** START OF Listed records **

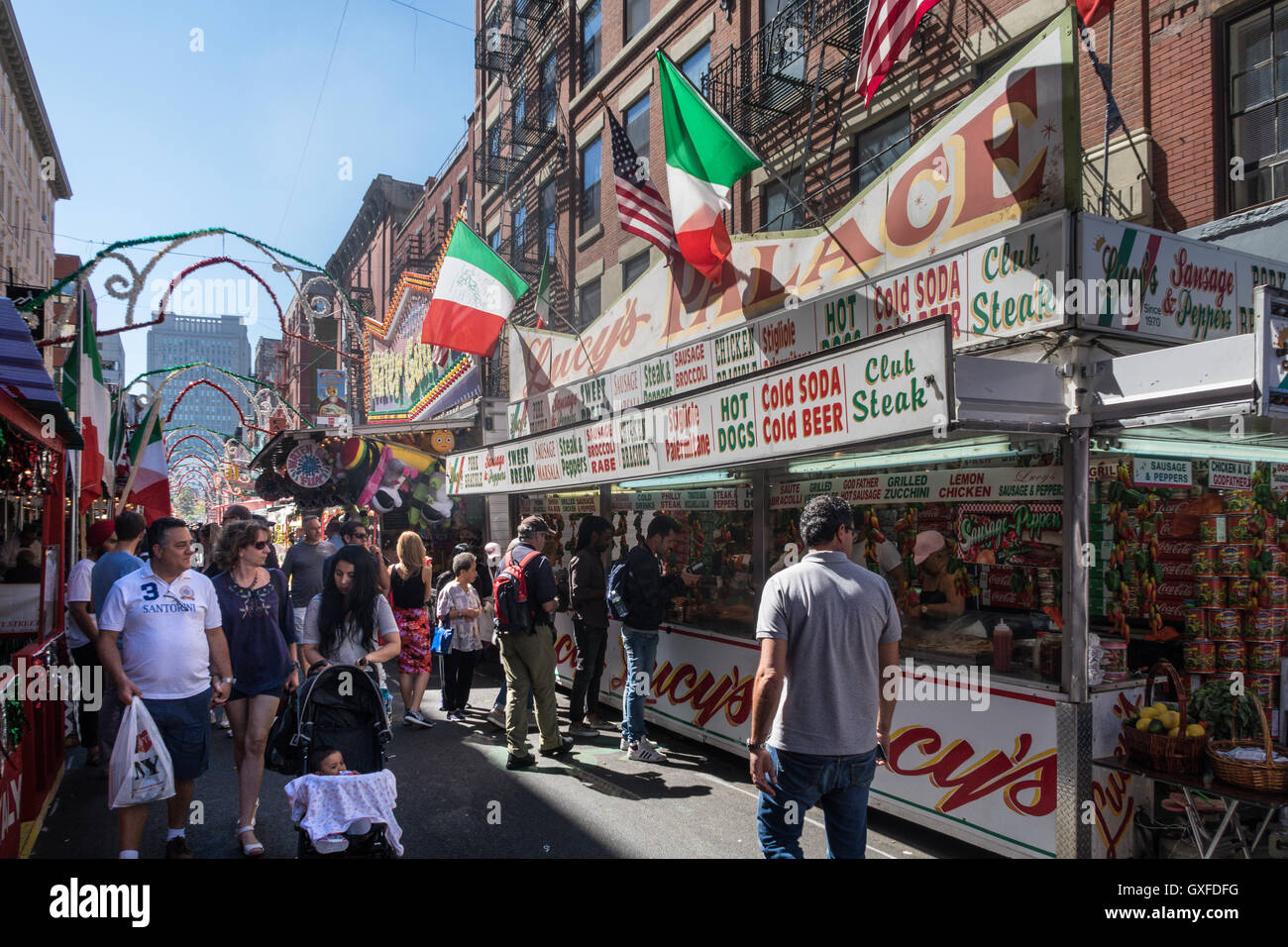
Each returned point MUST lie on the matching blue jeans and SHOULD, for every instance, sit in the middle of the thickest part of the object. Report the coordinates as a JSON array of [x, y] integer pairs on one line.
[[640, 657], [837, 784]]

** END OF Listed records **
** START OF Listed records **

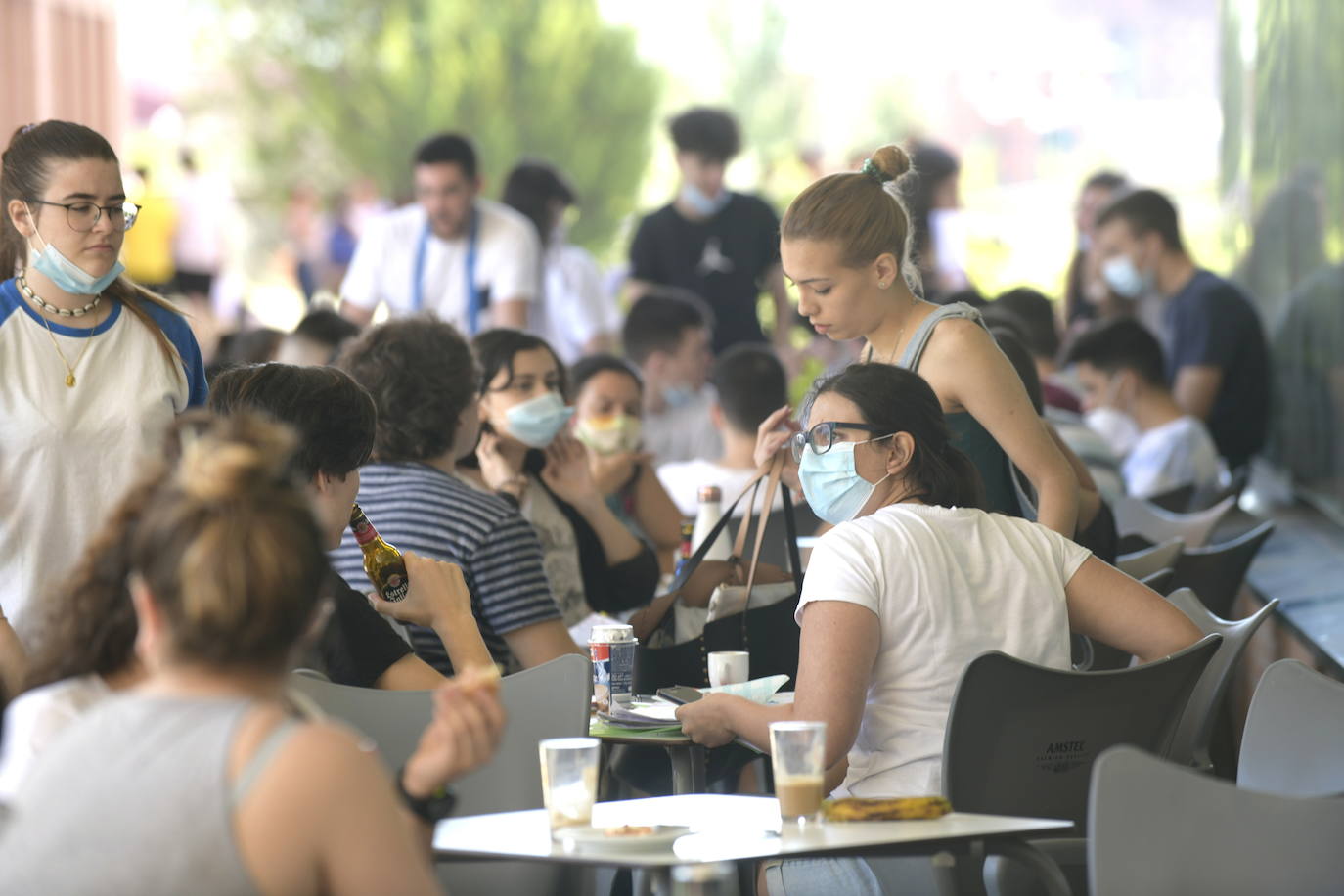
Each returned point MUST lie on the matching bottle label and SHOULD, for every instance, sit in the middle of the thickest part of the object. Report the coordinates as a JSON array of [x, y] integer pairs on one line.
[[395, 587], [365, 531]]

** END OF Listed records **
** START OF Listed records **

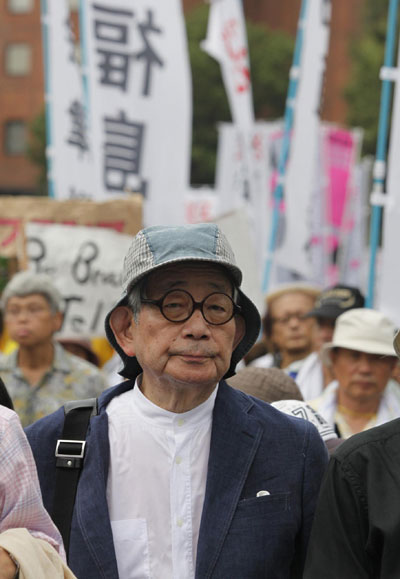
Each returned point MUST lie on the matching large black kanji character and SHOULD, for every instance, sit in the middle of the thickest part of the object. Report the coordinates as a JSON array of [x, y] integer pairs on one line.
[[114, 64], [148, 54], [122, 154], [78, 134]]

** END OF Listed records **

(Objective)
Copy the rows above, starting with the line containing "Each returned point MUST lie on the matching large" and ending with the line containing "[[114, 64], [148, 54], [122, 154], [78, 134]]", both included.

(Full solution)
Each returned point MUST lie on the matching large black kanji character and SHOULD, for every instance, sit in the middle of the thickest part of the object. Report the coordinates as a JSON array of [x, y] integer pairs on one line.
[[114, 64], [148, 54], [122, 154], [78, 134]]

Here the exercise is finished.